**Stored data**.
◆ ◆ ◆ ◆
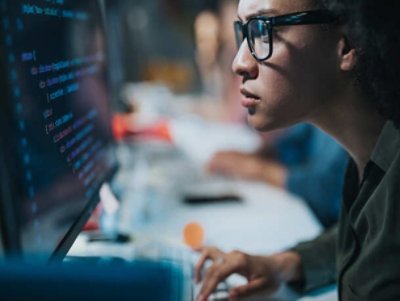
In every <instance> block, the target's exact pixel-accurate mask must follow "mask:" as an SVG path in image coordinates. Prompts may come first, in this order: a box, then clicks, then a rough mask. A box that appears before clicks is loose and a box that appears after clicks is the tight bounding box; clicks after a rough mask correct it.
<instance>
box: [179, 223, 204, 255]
mask: <svg viewBox="0 0 400 301" xmlns="http://www.w3.org/2000/svg"><path fill="white" fill-rule="evenodd" d="M183 241H184V243H185V244H187V245H188V246H189V247H191V248H193V249H197V248H200V247H201V246H202V245H203V242H204V230H203V227H202V226H201V225H200V224H198V223H189V224H187V225H186V226H185V228H184V229H183Z"/></svg>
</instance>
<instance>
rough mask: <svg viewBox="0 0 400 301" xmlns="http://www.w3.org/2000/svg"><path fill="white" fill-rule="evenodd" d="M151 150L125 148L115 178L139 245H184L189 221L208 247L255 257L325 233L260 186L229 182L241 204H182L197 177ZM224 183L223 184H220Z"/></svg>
mask: <svg viewBox="0 0 400 301" xmlns="http://www.w3.org/2000/svg"><path fill="white" fill-rule="evenodd" d="M148 147H149V146H148V145H147V146H145V147H144V149H143V148H142V146H139V148H138V146H137V145H136V146H134V148H135V149H134V150H132V149H131V147H128V148H127V146H126V145H125V146H122V149H123V150H122V153H123V152H128V154H126V153H125V155H122V157H124V156H125V157H124V158H122V160H123V162H125V163H126V164H124V165H123V166H122V168H121V171H120V174H119V176H118V177H117V179H116V182H117V184H118V185H119V186H120V187H122V188H121V189H120V195H121V198H122V206H121V210H120V216H119V220H118V226H119V228H120V229H121V230H122V231H124V232H129V233H132V234H133V235H134V236H135V238H136V239H137V240H136V244H137V245H140V244H143V241H146V240H147V241H151V240H154V241H157V240H162V241H163V242H168V243H172V244H174V245H177V246H178V245H179V246H182V245H183V244H182V232H183V228H184V227H185V225H187V224H188V223H190V222H197V223H199V224H201V225H202V227H203V229H204V232H205V244H207V245H214V246H217V247H219V248H221V249H223V250H225V251H230V250H234V249H239V250H242V251H245V252H248V253H251V254H271V253H274V252H277V251H280V250H284V249H286V248H289V247H291V246H293V245H294V244H296V243H297V242H299V241H303V240H307V239H312V238H313V237H315V236H316V235H318V233H319V232H320V231H321V226H320V224H319V223H318V221H317V219H316V218H315V217H314V215H313V214H312V213H311V211H310V209H309V208H308V207H307V206H306V205H305V203H304V202H303V201H302V200H301V199H299V198H297V197H295V196H293V195H290V194H288V193H286V192H284V191H281V190H279V189H276V188H273V187H271V186H268V185H265V184H262V183H251V182H243V181H228V182H225V184H226V185H227V186H228V189H229V190H231V189H234V190H235V193H238V194H239V195H240V196H241V197H242V199H243V201H242V202H232V203H229V202H228V203H214V204H207V205H187V204H184V203H183V202H182V200H181V197H182V195H181V193H179V192H182V190H183V187H184V186H185V185H186V184H187V183H189V182H191V181H192V180H193V178H191V177H189V176H188V170H187V169H186V168H183V167H182V157H181V154H180V155H178V156H175V155H176V154H175V153H174V151H172V152H171V149H168V150H167V151H165V149H164V150H163V151H161V153H162V155H161V156H160V150H157V151H154V150H155V149H157V147H154V145H151V146H150V148H151V149H152V151H151V152H149V149H148ZM163 147H164V146H163ZM163 147H162V148H163ZM150 153H152V154H151V155H149V154H150ZM155 153H156V154H155ZM132 154H134V155H133V157H132ZM143 154H145V155H143ZM166 154H167V155H166ZM126 156H128V157H129V159H127V157H126ZM144 156H145V157H144ZM148 156H150V159H149V158H148ZM160 158H161V159H160ZM189 172H190V171H189ZM188 178H190V179H189V180H188V181H185V179H186V180H187V179H188ZM194 178H196V177H194ZM210 183H213V184H211V185H214V184H215V182H210ZM225 184H224V182H222V184H221V185H222V186H224V185H225ZM118 185H117V186H118ZM202 185H204V187H203V188H204V189H205V190H207V185H209V184H207V182H205V183H202ZM136 251H137V250H136V249H135V246H133V247H132V246H109V245H107V246H105V247H104V245H103V246H101V247H100V248H99V245H97V246H88V245H87V244H85V243H82V240H79V239H78V240H77V243H76V244H75V245H74V247H73V248H72V250H71V252H70V254H72V255H82V254H83V255H99V254H100V255H103V254H107V255H114V256H115V255H119V256H121V254H124V255H122V257H124V256H125V257H128V258H129V257H134V256H135V254H137V253H136ZM97 252H98V253H99V254H97ZM240 282H241V280H240V279H239V278H233V280H232V283H233V284H236V283H240ZM278 296H283V297H282V298H281V299H279V300H296V299H297V298H296V297H295V295H293V294H292V293H290V292H287V291H286V290H284V291H283V292H279V293H278ZM336 299H337V298H336V294H335V293H334V292H332V290H331V291H330V293H328V294H322V295H320V296H318V297H307V298H306V299H304V300H330V301H332V300H336Z"/></svg>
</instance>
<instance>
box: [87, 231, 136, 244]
◆ ◆ ◆ ◆
**Your assignment**. Repeat every line above exactly, minus the pictures.

**Result**.
In every <instance> block, the target's exact pixel-accurate mask must follow "mask:" as an SVG path in image coordinates. Prompts may come first, in this order: a box, then clicks, then a rough mask. A box that appears before clicks is loose and a box that appears after clicks is the tight bounding box; clicks after a rough mask correct it.
<instance>
box: [179, 223, 204, 255]
mask: <svg viewBox="0 0 400 301" xmlns="http://www.w3.org/2000/svg"><path fill="white" fill-rule="evenodd" d="M183 241H184V243H185V244H187V245H188V246H189V247H191V248H193V249H197V248H200V247H201V246H202V245H203V242H204V230H203V227H202V226H201V225H200V224H198V223H189V224H187V225H186V226H185V228H184V229H183Z"/></svg>
</instance>
<instance>
rough mask: <svg viewBox="0 0 400 301" xmlns="http://www.w3.org/2000/svg"><path fill="white" fill-rule="evenodd" d="M151 150L125 148L115 178L139 245H184L189 221L208 247L255 257L325 233L260 186L229 182L241 204H182L197 177ZM224 183L223 184H220Z"/></svg>
mask: <svg viewBox="0 0 400 301" xmlns="http://www.w3.org/2000/svg"><path fill="white" fill-rule="evenodd" d="M148 147H149V146H148V145H147V146H145V147H144V149H143V148H142V146H139V148H138V146H137V145H136V146H134V148H135V149H134V150H132V149H131V147H128V148H127V146H126V145H125V146H122V149H123V150H122V153H123V152H128V154H126V153H125V155H122V157H124V156H125V157H124V158H122V160H123V162H125V163H126V164H124V165H123V166H122V168H121V171H120V174H119V176H118V177H117V179H116V182H117V184H118V185H119V186H120V187H122V188H121V189H120V195H121V198H122V206H121V210H120V216H119V220H118V226H119V228H120V229H121V230H122V231H124V232H129V233H132V234H133V235H134V236H135V238H136V239H137V240H136V244H137V245H140V244H143V241H146V240H147V241H151V240H154V241H157V240H162V241H163V242H168V243H172V244H174V245H177V246H178V245H179V246H182V245H183V244H182V232H183V228H184V227H185V225H187V224H188V223H190V222H197V223H199V224H201V225H202V227H203V229H204V232H205V244H207V245H214V246H217V247H219V248H221V249H223V250H225V251H230V250H234V249H239V250H242V251H245V252H248V253H251V254H271V253H274V252H277V251H280V250H284V249H286V248H289V247H291V246H293V245H294V244H296V243H297V242H299V241H303V240H307V239H312V238H313V237H315V236H316V235H318V233H319V232H320V231H321V226H320V224H319V223H318V221H317V219H316V218H315V217H314V215H313V214H312V213H311V211H310V209H309V208H308V207H307V206H306V205H305V203H304V202H303V201H302V200H301V199H299V198H297V197H295V196H293V195H290V194H288V193H286V192H284V191H281V190H279V189H276V188H273V187H271V186H268V185H265V184H262V183H251V182H243V181H228V182H225V184H226V185H227V186H228V189H229V190H231V189H234V190H235V193H238V194H239V195H240V196H241V197H242V199H243V201H242V202H232V203H229V202H228V203H214V204H207V205H187V204H184V203H183V202H182V200H181V197H182V195H181V193H179V192H182V190H183V187H184V186H185V185H186V184H187V183H189V182H191V181H192V180H193V178H191V177H189V176H188V170H187V169H186V168H183V167H182V157H181V154H180V155H178V156H175V155H176V154H175V153H174V151H172V152H171V149H168V150H167V151H165V149H164V150H163V151H161V153H162V155H161V156H160V150H157V151H154V150H155V149H157V147H154V145H151V146H150V148H151V149H152V151H151V152H149V149H148ZM163 147H164V146H163ZM163 147H162V148H163ZM150 153H152V154H151V155H149V154H150ZM155 153H156V154H155ZM132 154H134V155H133V157H132ZM143 154H145V155H143ZM166 154H167V155H166ZM126 156H128V157H129V159H127V157H126ZM144 156H145V157H144ZM148 156H150V159H149V158H148ZM160 158H161V159H160ZM189 172H190V171H189ZM188 178H190V179H189V180H188V181H185V179H186V180H187V179H188ZM194 178H196V177H194ZM210 183H213V184H211V185H214V184H215V182H210ZM225 184H224V182H222V184H221V185H222V186H224V185H225ZM118 185H117V186H118ZM202 185H204V187H203V188H204V189H205V190H207V185H209V184H207V182H205V183H202ZM136 251H137V250H136V249H135V246H133V247H132V246H109V245H107V246H105V247H104V245H103V246H101V247H100V248H99V245H97V246H88V245H87V244H85V243H82V240H79V239H78V240H77V243H76V244H75V245H74V247H73V248H72V250H71V252H70V254H72V255H82V254H83V255H99V254H100V255H103V254H107V255H114V256H115V255H119V256H121V254H124V255H122V257H124V256H125V257H128V258H129V257H134V256H135V254H137V253H136ZM97 252H98V253H99V254H97ZM240 282H241V280H240V279H239V278H233V280H232V283H233V284H236V283H240ZM278 296H283V297H282V298H281V299H279V300H296V299H297V298H296V297H295V295H293V294H292V293H290V292H287V291H286V290H284V291H283V292H279V293H278ZM336 299H337V298H336V294H335V293H334V292H332V290H331V291H330V293H328V294H322V295H320V296H318V297H307V298H306V299H304V300H330V301H332V300H336Z"/></svg>
</instance>
<instance>
box: [87, 231, 136, 244]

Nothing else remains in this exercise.